Start

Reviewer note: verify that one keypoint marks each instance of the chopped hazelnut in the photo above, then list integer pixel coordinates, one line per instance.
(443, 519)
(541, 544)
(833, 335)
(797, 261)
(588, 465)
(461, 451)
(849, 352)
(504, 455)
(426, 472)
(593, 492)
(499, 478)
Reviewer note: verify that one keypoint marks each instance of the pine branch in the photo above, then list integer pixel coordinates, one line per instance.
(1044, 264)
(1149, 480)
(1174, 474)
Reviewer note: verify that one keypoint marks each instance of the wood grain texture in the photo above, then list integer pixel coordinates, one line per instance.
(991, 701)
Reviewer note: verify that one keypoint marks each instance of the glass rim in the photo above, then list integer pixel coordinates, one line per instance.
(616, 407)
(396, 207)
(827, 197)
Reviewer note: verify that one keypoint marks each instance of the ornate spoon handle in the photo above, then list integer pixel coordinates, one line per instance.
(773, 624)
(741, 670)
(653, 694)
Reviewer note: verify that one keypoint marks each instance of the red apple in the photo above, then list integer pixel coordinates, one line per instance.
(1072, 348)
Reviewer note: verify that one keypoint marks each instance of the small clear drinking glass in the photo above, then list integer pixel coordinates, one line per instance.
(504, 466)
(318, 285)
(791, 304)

End

> **BRIEF**
Can you express every line above as a JSON list of strings, with one string per line and no blank lines?

> **WORKED ANSWER**
[
  "Reviewer note: verify that one keypoint marks each instance of the chopped hazelnut in the photo above, then list integer pixel coordinates, one line per instance.",
  "(443, 519)",
  "(541, 544)",
  "(833, 335)",
  "(797, 261)",
  "(588, 465)",
  "(461, 451)",
  "(849, 352)",
  "(504, 455)",
  "(426, 472)",
  "(593, 492)",
  "(499, 478)",
  "Reviewer note: verify that one keypoint marks each instance of the pine branch in the photo above, then list integer pixel coordinates, one line per instance.",
  "(1044, 264)",
  "(1149, 480)",
  "(1174, 474)",
  "Reviewer note: verify that one keypoint marks each instance of the wood grain texture in the photo above, then list integer pixel coordinates, one line per instance.",
  "(991, 701)",
  "Reviewer note: verify that one keypoint marks each instance of the glass rim in the photo above, then list integer pixel coordinates, one line per instance.",
  "(616, 407)",
  "(396, 207)",
  "(827, 197)",
  "Reviewer note: verify that one keypoint marks each instance of the ornate spoon handle in the photo above, then list integer pixel coordinates, one line per instance.",
  "(773, 624)",
  "(741, 670)",
  "(653, 694)",
  "Reviewer note: verify that one keypoint marks each instance of the red apple in the photo above, then list integer pixel coordinates, one line per instance.",
  "(1072, 348)",
  "Reviewer note: verify that one keypoint marks each instance of the small clear drinking glass in the photo above, then list integer pixel coordinates, one line per instance.",
  "(504, 466)",
  "(318, 285)",
  "(791, 304)"
]